EXERCISES:
#1 Can you reproduce the post on what Foreign Policy did right from "On the subject" to "backlash it provoked.", switching out "backlash" for "outcry"?
#2 Would you continue the post on what Foreign Policy did right, picking up after its final sentence?

EXTRACT:
__________

What Foreign Policy Did Right. (And Other Stuff.)

29 April 2012, 1609 EDT

In lieu of friday nerd blogging last week (which I saw Vikash had covered) Rob Farley and I blogged heads about gender in Foreign Policygender and race in Game of Thrones, and popular culture in foreign affairs. [Warning: There are some mild and at least one not-so-mild TV and book spoilers in our GoT discussion. However we do let you know when these are coming.]

On the subject of FP’s Swimsuit Issue, Rob asked me a great question: “What did Foreign Policy do right?” I provided a facetious answer in my earlier post, and a rambling one in the video , so here’s the concise, honest version:

1) They linked women’s rights and gender to international security. True, women’s rights and gender aren’t synonymous; true women’s rights shouldn’t matter only because it’s also good for global stability; and true the simplistic correlation drawn between women’s right and security should itself be unpacked (eventually). But this was an agenda-setting exercise – a bit like the Kony2012 video – that in some ways worked and educated precisely because of the backlash it provoked. 
2) They allowed Muslim women to speak for themselves. Mona ElTahany’s article may have drawn critique for being unrepresentative, but imagine if the same article had been written by Nicholas Kristof. It was also important that they provided a platform for more diverse, critical voices in the aftermath. 
3) They included male writers without explicit gender expertise in the line-up. Sure, this resulted in some passe pieces. But it was important because it shows that a) writing about gender and foreign affairs isn’t just for women b) writing about gender and foreign affairs isn’t just for gender “experts.” While I complained that non-gender-experts who write about gender should consult with gender experts to do it right, they also need great credit for taking the plunge, since the other alternative is to simply farm out the gender work to specialists but never undertake it yourself. And that is also a way of marginalizing gender as a category from mainstream foreign policy analysis. So ot’s great to see folks like Joshua Keating trying their hand at this, and the more they do it the more sophisticated their analyses will get, I figure. 

4)  But most importantly of all, the editors made a well-intentioned effort, and they didn’t allow the fact that they’d probably get some things wrong to stop them from trying. This is key. “Taking gender seriously” in a way that is simplistic or packaged poorly is not as bad as pretending it doesn’t matter at all. In that sense, I think FP’s editors deserve the kudos they’ve received, and some credit even from their critics.

__________

Records drawn from a collection:
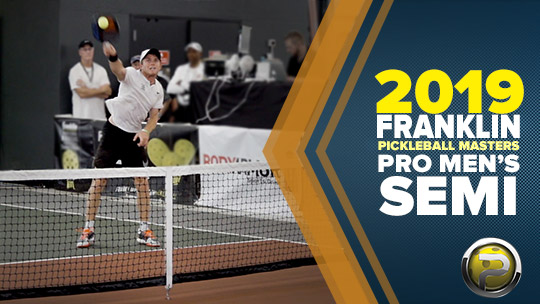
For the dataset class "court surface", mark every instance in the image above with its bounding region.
[2,266,334,304]
[0,183,314,296]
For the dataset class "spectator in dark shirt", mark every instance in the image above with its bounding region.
[285,31,307,80]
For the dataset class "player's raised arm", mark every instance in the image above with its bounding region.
[103,41,126,81]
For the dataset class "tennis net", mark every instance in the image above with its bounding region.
[0,163,314,298]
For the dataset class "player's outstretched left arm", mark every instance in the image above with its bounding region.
[103,41,126,81]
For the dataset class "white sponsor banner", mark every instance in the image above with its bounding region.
[196,126,293,219]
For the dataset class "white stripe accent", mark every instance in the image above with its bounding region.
[0,162,269,181]
[165,170,174,295]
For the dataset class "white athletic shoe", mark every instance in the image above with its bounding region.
[77,227,96,248]
[137,229,161,247]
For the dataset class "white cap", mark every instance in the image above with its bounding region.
[184,42,202,53]
[140,48,161,63]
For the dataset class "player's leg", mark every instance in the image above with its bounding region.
[77,122,119,248]
[77,179,107,248]
[122,135,160,247]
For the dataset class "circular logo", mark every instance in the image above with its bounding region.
[461,238,521,298]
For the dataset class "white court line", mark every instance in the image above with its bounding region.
[0,203,307,245]
[0,240,278,266]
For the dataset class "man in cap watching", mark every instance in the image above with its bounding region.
[77,42,163,248]
[129,55,141,70]
[129,55,174,122]
[167,42,204,122]
[68,40,111,119]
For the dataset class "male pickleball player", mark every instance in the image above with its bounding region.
[77,42,164,248]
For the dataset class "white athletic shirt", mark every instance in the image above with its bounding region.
[68,62,110,119]
[106,67,163,133]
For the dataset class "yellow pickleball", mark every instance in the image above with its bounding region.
[147,138,171,167]
[98,16,109,30]
[62,149,79,169]
[173,138,196,165]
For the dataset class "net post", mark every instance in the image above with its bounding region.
[165,168,173,300]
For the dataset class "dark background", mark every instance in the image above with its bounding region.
[0,0,309,169]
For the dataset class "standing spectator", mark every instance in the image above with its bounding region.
[68,40,112,120]
[285,32,307,80]
[167,42,204,122]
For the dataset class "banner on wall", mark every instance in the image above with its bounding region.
[195,126,293,219]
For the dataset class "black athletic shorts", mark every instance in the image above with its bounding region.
[94,121,146,168]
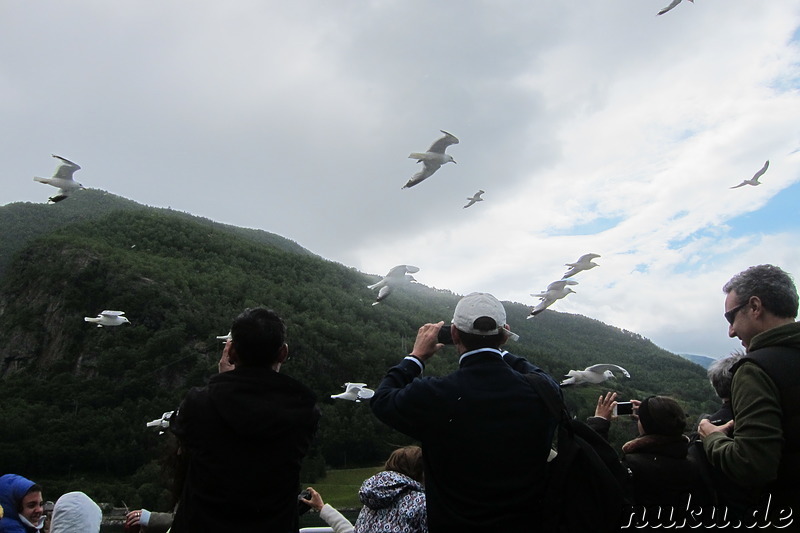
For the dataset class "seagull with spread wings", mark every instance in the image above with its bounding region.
[731,159,769,189]
[656,0,694,16]
[33,154,84,204]
[561,254,600,279]
[561,363,631,386]
[83,310,130,328]
[527,279,578,318]
[331,383,375,402]
[403,130,458,189]
[367,265,419,305]
[464,189,486,209]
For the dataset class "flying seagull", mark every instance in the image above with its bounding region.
[527,279,578,318]
[731,159,769,189]
[561,363,631,386]
[656,0,694,16]
[403,130,458,189]
[83,310,130,328]
[561,254,600,279]
[331,383,375,402]
[33,154,84,204]
[464,189,486,209]
[367,265,419,305]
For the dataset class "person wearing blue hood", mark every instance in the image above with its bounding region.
[0,474,44,533]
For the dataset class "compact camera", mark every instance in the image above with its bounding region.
[297,489,311,515]
[436,324,453,344]
[614,402,633,416]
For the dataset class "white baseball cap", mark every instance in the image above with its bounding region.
[453,292,519,340]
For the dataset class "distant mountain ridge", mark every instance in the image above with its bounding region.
[678,353,716,370]
[0,189,314,277]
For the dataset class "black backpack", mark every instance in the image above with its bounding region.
[526,373,631,533]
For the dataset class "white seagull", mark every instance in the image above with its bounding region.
[367,265,419,305]
[527,279,578,318]
[403,130,458,189]
[731,159,769,189]
[464,189,486,209]
[331,383,375,402]
[33,154,84,204]
[561,254,600,279]
[656,0,694,16]
[83,310,130,328]
[561,363,631,386]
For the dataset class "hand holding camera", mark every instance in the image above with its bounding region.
[410,320,444,362]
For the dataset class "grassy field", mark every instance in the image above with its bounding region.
[302,465,383,511]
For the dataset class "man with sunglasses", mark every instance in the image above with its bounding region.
[698,265,800,531]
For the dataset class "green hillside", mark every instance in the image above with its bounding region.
[0,196,715,509]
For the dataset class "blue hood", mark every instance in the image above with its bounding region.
[0,474,35,532]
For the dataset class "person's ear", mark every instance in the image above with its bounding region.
[747,296,764,318]
[225,341,239,365]
[275,342,289,363]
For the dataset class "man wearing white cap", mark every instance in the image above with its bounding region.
[371,293,560,533]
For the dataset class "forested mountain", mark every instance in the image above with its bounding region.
[0,191,715,509]
[0,189,313,276]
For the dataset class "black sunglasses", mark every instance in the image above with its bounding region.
[725,302,750,326]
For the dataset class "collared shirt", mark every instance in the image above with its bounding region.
[458,348,503,366]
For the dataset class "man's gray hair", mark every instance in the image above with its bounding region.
[722,265,797,318]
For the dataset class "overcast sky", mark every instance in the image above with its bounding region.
[0,0,800,357]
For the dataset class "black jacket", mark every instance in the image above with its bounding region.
[371,350,558,532]
[171,368,319,533]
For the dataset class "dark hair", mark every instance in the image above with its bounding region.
[456,316,505,352]
[708,350,744,400]
[639,396,686,436]
[231,307,286,366]
[722,265,797,318]
[384,446,424,483]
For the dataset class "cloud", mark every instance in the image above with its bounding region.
[0,0,800,355]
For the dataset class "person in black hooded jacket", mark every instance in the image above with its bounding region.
[170,308,319,533]
[587,393,711,527]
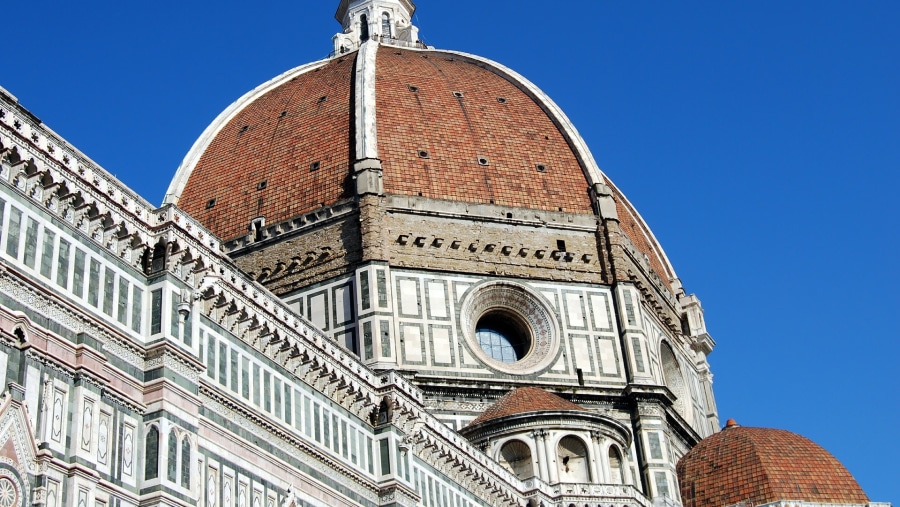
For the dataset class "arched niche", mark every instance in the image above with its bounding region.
[497,440,534,480]
[556,436,591,483]
[659,342,691,422]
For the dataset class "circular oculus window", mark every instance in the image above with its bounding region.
[460,282,558,374]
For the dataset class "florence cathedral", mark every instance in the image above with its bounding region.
[0,0,889,507]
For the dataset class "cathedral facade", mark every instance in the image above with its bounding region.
[0,0,884,507]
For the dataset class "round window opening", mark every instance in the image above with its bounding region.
[459,280,559,374]
[475,310,532,363]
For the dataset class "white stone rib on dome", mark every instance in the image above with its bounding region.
[163,59,330,205]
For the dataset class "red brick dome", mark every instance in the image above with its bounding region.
[165,43,675,284]
[469,387,587,426]
[677,421,869,507]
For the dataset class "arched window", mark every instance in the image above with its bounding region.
[659,342,691,422]
[381,12,392,37]
[609,446,625,484]
[181,437,191,488]
[359,14,369,42]
[556,437,591,482]
[166,431,178,482]
[144,426,159,480]
[500,440,534,480]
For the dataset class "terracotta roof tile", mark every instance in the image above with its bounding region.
[677,426,868,507]
[469,387,587,426]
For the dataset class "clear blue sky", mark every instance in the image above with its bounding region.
[0,0,900,504]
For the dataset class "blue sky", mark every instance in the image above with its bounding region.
[0,0,900,503]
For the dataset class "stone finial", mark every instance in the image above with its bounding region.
[333,0,419,55]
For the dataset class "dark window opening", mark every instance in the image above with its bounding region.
[475,310,531,363]
[381,12,392,37]
[359,14,369,42]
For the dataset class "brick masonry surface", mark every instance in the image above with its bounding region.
[678,427,869,507]
[376,47,591,213]
[178,55,355,239]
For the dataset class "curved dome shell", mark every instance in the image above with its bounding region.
[677,425,869,507]
[469,387,587,427]
[165,42,676,284]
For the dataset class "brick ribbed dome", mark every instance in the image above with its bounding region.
[678,421,869,507]
[165,42,676,288]
[169,46,592,239]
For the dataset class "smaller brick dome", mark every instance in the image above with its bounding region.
[469,387,587,427]
[677,420,869,507]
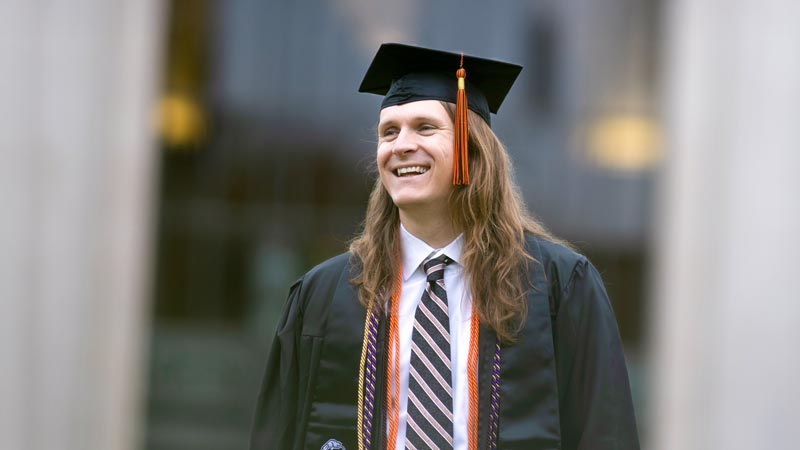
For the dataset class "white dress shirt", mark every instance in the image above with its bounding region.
[390,224,472,450]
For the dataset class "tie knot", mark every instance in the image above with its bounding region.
[422,255,453,283]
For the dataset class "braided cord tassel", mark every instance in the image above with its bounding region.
[358,302,379,450]
[489,343,500,450]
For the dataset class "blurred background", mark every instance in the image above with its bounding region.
[0,0,800,450]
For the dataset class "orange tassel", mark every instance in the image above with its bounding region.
[453,53,469,186]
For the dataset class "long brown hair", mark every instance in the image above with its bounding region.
[350,102,560,342]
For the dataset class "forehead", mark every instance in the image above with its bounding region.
[379,100,453,123]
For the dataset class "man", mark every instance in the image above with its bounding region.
[251,44,638,450]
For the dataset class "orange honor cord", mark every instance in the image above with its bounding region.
[453,53,469,186]
[467,306,480,450]
[386,263,403,450]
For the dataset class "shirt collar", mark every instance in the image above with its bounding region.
[400,223,464,281]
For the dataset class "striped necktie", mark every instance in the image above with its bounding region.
[406,255,453,450]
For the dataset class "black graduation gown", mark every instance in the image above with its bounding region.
[250,236,639,450]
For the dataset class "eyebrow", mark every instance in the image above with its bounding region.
[377,115,443,130]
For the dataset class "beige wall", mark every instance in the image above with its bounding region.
[648,0,800,450]
[0,0,163,450]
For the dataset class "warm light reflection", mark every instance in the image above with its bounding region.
[586,115,662,172]
[157,93,205,149]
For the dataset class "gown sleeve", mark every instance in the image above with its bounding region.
[250,280,303,450]
[554,260,639,450]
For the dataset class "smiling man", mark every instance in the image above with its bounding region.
[251,44,639,450]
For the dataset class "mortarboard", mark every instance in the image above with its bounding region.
[358,43,522,185]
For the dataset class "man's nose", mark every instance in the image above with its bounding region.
[392,129,419,155]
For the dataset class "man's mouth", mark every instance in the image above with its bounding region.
[394,166,428,177]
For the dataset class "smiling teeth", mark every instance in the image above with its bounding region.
[397,166,428,175]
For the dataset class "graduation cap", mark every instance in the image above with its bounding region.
[358,43,522,185]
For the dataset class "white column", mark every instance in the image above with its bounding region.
[647,0,800,450]
[0,0,163,450]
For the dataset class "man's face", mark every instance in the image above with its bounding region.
[378,100,453,213]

__________

RESPONSES FOR EACH TASK:
#1
On the subject of FP’s Swimsuit Issue, Rob asked me a great question: “What did Foreign Policy do right?” I provided a facetious answer in my earlier post, and a rambling one in the video , so here’s the concise, honest version:

1) They linked women’s rights and gender to international security. True, women’s rights and gender aren’t synonymous; true women’s rights shouldn’t matter only because it’s also good for global stability; and true the simplistic correlation drawn between women’s right and security should itself be unpacked (eventually). But this was an agenda-setting exercise – a bit like the Kony2012 video – that in some ways worked and educated precisely because of the outcry it provoked.

#2
I would add that I think beltway journals are increasingly making this effort, which is a good sign. Rob and I discussed how carefully the Foreign Affairs editors picked the image of Cersei to go with the article Game of Thrones as Theory. Despite the fact that the piece featured far more content about Danaerys, images of Dany did not accompany the piece precisely because FA’s editors decided (with no input from me) that an image of such a sexualized character didn’t belong with an article that incorporated feminist concerns. While we can debate (as Rob and I do) whether Dany’s character is really “sexualized” or not relative to Cersei, or which character is a better stand-in for feminist concerns, whether that piece requires an image of a woman at all (I’d have probably used an image of Tyrion commanding an army to underscore the show’s subversive gender imagery, and the piece is more about constructivism than feminism anyway) the important thing is that the editors were thinking things through and had not only an interest in publishing a piece that incorporated gender, but also a sense of decorum about how to frame it. And that’s a good thing. 
Other topics of discussion in our diavlog: whether there is a relationship on Game of Thrones between how sympathetic a female character is and how much skin she shows (Rob thinks possibly; I say Shae, Ros and Arya disprove that); whether war narratives in TV, film and video games constitute or merely reflect “civil-military relations”; and whether GoT fails on racial imagery to the extent that certain horselords of Vaes Dothrak are lately claiming… See also the comments thread on this point at Lawyers, Guns and Money.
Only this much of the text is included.